# What is being asked:
Having located "Record the location of each instance of the white throw" in the records below, repeat exactly the line it is on and all subsequent lines, ending with the last.

:::

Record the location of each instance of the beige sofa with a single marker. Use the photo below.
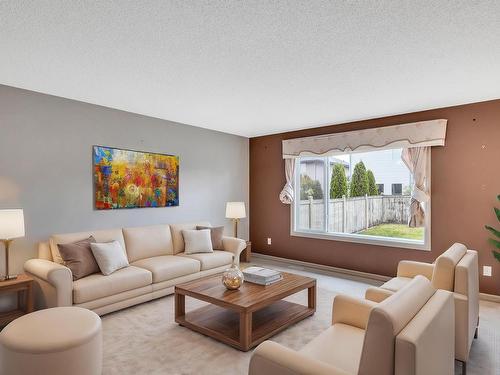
(409, 333)
(455, 270)
(157, 264)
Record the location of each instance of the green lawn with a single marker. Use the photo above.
(395, 230)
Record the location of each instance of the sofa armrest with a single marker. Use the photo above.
(408, 268)
(54, 282)
(234, 245)
(377, 294)
(351, 311)
(270, 358)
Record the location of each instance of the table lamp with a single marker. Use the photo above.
(235, 211)
(11, 226)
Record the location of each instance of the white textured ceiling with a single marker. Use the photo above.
(255, 67)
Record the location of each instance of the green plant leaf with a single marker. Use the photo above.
(494, 243)
(493, 230)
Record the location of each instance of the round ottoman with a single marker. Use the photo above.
(57, 341)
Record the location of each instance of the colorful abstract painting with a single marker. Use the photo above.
(131, 179)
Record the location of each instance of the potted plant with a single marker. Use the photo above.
(495, 241)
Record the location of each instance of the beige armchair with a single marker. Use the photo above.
(455, 270)
(409, 332)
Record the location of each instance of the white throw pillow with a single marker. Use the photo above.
(109, 256)
(197, 241)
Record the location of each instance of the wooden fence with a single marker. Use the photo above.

:::

# Output of the exercise:
Record the location of each instance of the white throw pillow with a single marker. Use the photo above.
(109, 256)
(197, 241)
Record the location of each instance of the wooden fence with a single marker. Use the photo above.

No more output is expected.